→ Task to complete: Every line below between the one holding "Where can the green" and the one holding "Where can the dry", inclusive, should be copied exactly, and no other line.

-- Dataset records follows --

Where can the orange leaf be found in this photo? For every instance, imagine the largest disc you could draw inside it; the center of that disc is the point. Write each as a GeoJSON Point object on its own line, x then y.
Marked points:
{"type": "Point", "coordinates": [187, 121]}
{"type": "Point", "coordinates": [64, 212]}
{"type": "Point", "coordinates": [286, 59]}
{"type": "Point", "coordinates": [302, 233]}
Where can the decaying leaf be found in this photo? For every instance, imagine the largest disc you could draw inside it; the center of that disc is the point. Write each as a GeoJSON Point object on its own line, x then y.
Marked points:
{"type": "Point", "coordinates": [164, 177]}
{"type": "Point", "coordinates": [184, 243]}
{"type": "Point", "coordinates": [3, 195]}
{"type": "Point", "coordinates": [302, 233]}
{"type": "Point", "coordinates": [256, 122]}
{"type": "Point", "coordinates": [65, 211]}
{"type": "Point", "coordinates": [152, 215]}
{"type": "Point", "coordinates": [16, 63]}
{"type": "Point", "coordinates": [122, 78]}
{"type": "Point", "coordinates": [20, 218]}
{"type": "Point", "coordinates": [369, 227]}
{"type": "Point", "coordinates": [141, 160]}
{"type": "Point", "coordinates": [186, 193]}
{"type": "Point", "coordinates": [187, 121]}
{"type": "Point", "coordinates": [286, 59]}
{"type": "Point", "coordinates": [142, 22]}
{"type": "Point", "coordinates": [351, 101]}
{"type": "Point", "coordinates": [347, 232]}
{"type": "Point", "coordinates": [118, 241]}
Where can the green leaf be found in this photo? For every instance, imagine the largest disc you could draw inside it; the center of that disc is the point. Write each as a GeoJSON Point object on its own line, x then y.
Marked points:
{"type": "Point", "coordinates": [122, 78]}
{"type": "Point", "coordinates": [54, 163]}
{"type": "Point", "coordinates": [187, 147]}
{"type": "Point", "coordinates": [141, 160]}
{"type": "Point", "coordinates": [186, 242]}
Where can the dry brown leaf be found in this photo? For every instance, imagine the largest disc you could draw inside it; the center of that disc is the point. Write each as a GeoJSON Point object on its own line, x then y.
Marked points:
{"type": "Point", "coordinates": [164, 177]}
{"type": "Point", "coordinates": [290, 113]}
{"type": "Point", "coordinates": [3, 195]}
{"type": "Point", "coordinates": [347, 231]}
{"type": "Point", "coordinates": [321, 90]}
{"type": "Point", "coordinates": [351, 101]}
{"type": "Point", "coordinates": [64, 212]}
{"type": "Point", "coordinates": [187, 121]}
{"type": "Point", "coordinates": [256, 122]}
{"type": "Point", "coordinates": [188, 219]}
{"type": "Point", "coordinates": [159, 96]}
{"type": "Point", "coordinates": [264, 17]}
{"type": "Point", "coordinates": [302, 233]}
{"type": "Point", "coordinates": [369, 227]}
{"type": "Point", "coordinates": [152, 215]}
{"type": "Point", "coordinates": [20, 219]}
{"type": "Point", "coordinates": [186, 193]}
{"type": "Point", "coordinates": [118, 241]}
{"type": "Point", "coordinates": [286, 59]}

-- Dataset records concluded --

→ Your solution:
Where can the green leaf be found in this photo? For every instance, imagine the largest disc you could draw inside it; the center of that disc is the point. Write each as a GeoJSON Point object on its own line, x then y.
Marked points:
{"type": "Point", "coordinates": [122, 78]}
{"type": "Point", "coordinates": [54, 163]}
{"type": "Point", "coordinates": [187, 147]}
{"type": "Point", "coordinates": [141, 160]}
{"type": "Point", "coordinates": [186, 242]}
Where can the dry brown leaf be found in this photo? For every instance, imagine the largest disc you could draw inside it; the center of that disc is the point. Write each as a GeoJSON Point object on its own line, x then y.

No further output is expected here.